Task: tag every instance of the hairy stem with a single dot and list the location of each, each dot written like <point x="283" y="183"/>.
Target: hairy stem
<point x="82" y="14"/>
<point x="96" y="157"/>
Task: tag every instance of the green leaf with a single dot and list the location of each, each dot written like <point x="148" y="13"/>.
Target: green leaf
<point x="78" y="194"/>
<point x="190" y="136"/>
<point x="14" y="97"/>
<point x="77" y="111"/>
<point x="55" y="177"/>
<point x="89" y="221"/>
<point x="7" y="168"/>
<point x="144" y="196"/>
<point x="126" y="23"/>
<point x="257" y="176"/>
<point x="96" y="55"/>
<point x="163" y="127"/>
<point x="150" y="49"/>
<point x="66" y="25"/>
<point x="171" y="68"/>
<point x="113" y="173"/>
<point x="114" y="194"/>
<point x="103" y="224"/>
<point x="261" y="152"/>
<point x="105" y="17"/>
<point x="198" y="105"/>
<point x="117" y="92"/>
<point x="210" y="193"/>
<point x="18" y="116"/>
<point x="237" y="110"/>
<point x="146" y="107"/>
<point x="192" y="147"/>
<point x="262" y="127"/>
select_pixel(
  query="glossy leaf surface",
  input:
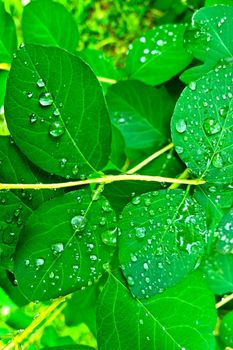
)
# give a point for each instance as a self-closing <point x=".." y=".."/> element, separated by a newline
<point x="57" y="116"/>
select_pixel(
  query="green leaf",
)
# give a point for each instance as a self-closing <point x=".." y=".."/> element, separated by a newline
<point x="215" y="200"/>
<point x="203" y="117"/>
<point x="218" y="272"/>
<point x="65" y="245"/>
<point x="158" y="55"/>
<point x="56" y="112"/>
<point x="139" y="112"/>
<point x="226" y="329"/>
<point x="102" y="66"/>
<point x="46" y="22"/>
<point x="13" y="214"/>
<point x="183" y="317"/>
<point x="210" y="38"/>
<point x="8" y="40"/>
<point x="15" y="168"/>
<point x="162" y="239"/>
<point x="225" y="234"/>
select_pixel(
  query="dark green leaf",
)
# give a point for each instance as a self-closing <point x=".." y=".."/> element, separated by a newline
<point x="162" y="239"/>
<point x="226" y="329"/>
<point x="202" y="126"/>
<point x="218" y="272"/>
<point x="56" y="112"/>
<point x="46" y="22"/>
<point x="13" y="214"/>
<point x="210" y="38"/>
<point x="102" y="67"/>
<point x="158" y="55"/>
<point x="138" y="110"/>
<point x="15" y="168"/>
<point x="8" y="39"/>
<point x="183" y="317"/>
<point x="65" y="245"/>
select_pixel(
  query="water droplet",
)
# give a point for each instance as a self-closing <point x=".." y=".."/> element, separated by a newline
<point x="109" y="237"/>
<point x="181" y="126"/>
<point x="211" y="126"/>
<point x="33" y="118"/>
<point x="45" y="99"/>
<point x="57" y="248"/>
<point x="78" y="223"/>
<point x="40" y="83"/>
<point x="140" y="232"/>
<point x="56" y="129"/>
<point x="75" y="170"/>
<point x="217" y="161"/>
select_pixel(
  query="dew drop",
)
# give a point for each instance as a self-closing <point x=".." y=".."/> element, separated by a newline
<point x="78" y="223"/>
<point x="181" y="126"/>
<point x="56" y="129"/>
<point x="45" y="99"/>
<point x="211" y="126"/>
<point x="40" y="83"/>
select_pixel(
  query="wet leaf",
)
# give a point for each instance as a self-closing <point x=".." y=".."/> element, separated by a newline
<point x="162" y="238"/>
<point x="57" y="116"/>
<point x="202" y="126"/>
<point x="65" y="245"/>
<point x="160" y="322"/>
<point x="158" y="55"/>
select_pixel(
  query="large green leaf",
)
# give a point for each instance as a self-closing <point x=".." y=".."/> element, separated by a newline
<point x="226" y="329"/>
<point x="218" y="272"/>
<point x="15" y="168"/>
<point x="46" y="22"/>
<point x="162" y="239"/>
<point x="13" y="214"/>
<point x="210" y="39"/>
<point x="102" y="67"/>
<point x="138" y="110"/>
<point x="8" y="39"/>
<point x="56" y="112"/>
<point x="65" y="245"/>
<point x="183" y="317"/>
<point x="202" y="126"/>
<point x="158" y="55"/>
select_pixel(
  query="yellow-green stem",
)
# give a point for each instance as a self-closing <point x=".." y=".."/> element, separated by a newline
<point x="102" y="180"/>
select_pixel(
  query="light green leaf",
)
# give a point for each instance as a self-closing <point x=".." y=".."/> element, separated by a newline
<point x="158" y="55"/>
<point x="8" y="40"/>
<point x="210" y="39"/>
<point x="162" y="239"/>
<point x="56" y="112"/>
<point x="65" y="245"/>
<point x="183" y="317"/>
<point x="46" y="22"/>
<point x="139" y="112"/>
<point x="13" y="214"/>
<point x="202" y="126"/>
<point x="15" y="168"/>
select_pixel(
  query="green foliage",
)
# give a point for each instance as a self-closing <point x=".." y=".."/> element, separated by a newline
<point x="132" y="264"/>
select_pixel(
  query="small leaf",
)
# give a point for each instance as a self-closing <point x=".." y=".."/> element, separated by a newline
<point x="48" y="23"/>
<point x="13" y="214"/>
<point x="162" y="239"/>
<point x="210" y="38"/>
<point x="158" y="55"/>
<point x="56" y="112"/>
<point x="183" y="317"/>
<point x="65" y="245"/>
<point x="8" y="40"/>
<point x="15" y="168"/>
<point x="203" y="117"/>
<point x="138" y="111"/>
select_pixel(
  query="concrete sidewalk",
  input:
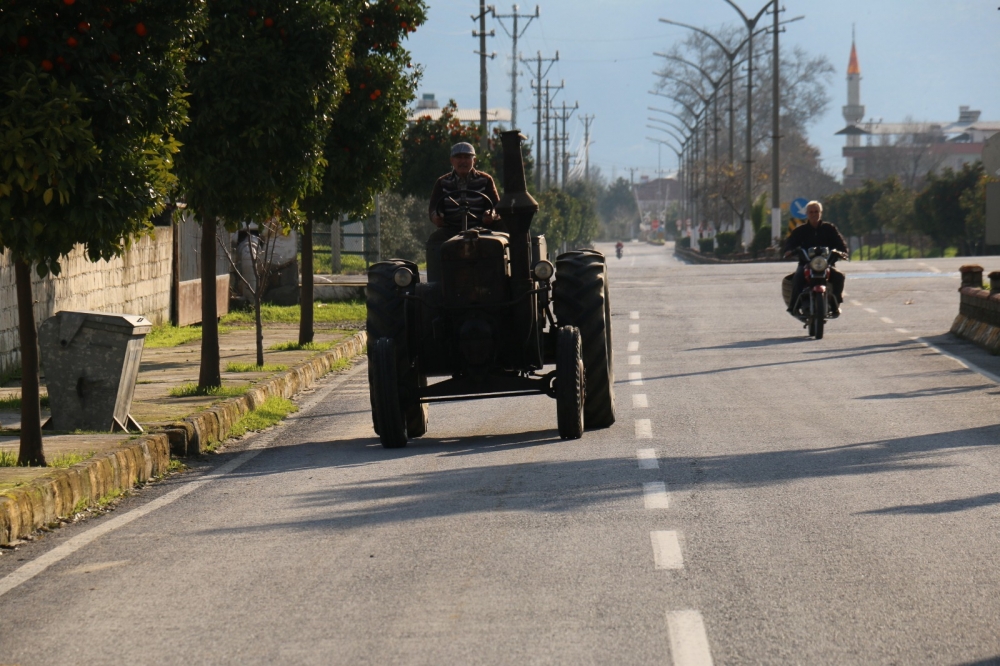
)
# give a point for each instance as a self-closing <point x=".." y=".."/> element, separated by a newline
<point x="90" y="466"/>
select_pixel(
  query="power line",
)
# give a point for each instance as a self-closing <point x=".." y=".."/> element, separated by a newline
<point x="514" y="34"/>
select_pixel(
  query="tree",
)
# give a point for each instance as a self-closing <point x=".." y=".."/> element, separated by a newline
<point x="93" y="99"/>
<point x="261" y="91"/>
<point x="362" y="146"/>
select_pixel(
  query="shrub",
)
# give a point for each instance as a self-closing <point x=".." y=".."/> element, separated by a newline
<point x="726" y="243"/>
<point x="761" y="240"/>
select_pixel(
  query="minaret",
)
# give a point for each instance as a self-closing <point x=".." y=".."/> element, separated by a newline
<point x="854" y="112"/>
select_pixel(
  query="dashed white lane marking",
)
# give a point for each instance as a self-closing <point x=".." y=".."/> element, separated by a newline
<point x="647" y="459"/>
<point x="31" y="569"/>
<point x="654" y="495"/>
<point x="666" y="550"/>
<point x="971" y="366"/>
<point x="688" y="640"/>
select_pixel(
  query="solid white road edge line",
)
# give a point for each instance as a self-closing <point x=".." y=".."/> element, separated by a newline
<point x="28" y="571"/>
<point x="666" y="550"/>
<point x="647" y="459"/>
<point x="688" y="639"/>
<point x="967" y="364"/>
<point x="654" y="495"/>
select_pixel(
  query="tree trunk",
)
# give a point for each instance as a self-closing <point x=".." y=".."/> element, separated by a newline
<point x="209" y="375"/>
<point x="31" y="415"/>
<point x="306" y="286"/>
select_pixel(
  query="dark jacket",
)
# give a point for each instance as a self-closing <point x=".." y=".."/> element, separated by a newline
<point x="477" y="181"/>
<point x="824" y="235"/>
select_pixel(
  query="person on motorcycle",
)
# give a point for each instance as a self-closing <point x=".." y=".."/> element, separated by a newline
<point x="817" y="233"/>
<point x="463" y="176"/>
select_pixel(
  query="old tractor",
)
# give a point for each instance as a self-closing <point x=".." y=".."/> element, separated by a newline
<point x="493" y="323"/>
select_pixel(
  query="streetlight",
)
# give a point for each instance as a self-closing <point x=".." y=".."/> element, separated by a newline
<point x="751" y="24"/>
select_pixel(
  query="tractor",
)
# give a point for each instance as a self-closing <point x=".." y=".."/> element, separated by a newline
<point x="492" y="322"/>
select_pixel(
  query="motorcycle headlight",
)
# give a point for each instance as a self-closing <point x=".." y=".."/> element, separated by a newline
<point x="402" y="277"/>
<point x="543" y="270"/>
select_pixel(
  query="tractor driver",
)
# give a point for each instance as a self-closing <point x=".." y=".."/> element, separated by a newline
<point x="463" y="176"/>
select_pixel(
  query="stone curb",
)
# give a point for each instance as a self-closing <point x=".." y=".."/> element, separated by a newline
<point x="978" y="319"/>
<point x="701" y="258"/>
<point x="60" y="492"/>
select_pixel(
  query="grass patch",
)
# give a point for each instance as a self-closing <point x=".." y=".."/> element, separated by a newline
<point x="353" y="311"/>
<point x="253" y="367"/>
<point x="295" y="346"/>
<point x="169" y="335"/>
<point x="192" y="389"/>
<point x="273" y="410"/>
<point x="65" y="460"/>
<point x="108" y="498"/>
<point x="13" y="403"/>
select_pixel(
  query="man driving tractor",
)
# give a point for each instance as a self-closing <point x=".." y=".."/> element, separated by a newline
<point x="463" y="176"/>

### EXERCISE INSTRUCTIONS
Whenever a line of the material holds the word "dark", copy it out.

### WRITTEN ANSWER
  query="dark green leaf",
  query="dark jacket",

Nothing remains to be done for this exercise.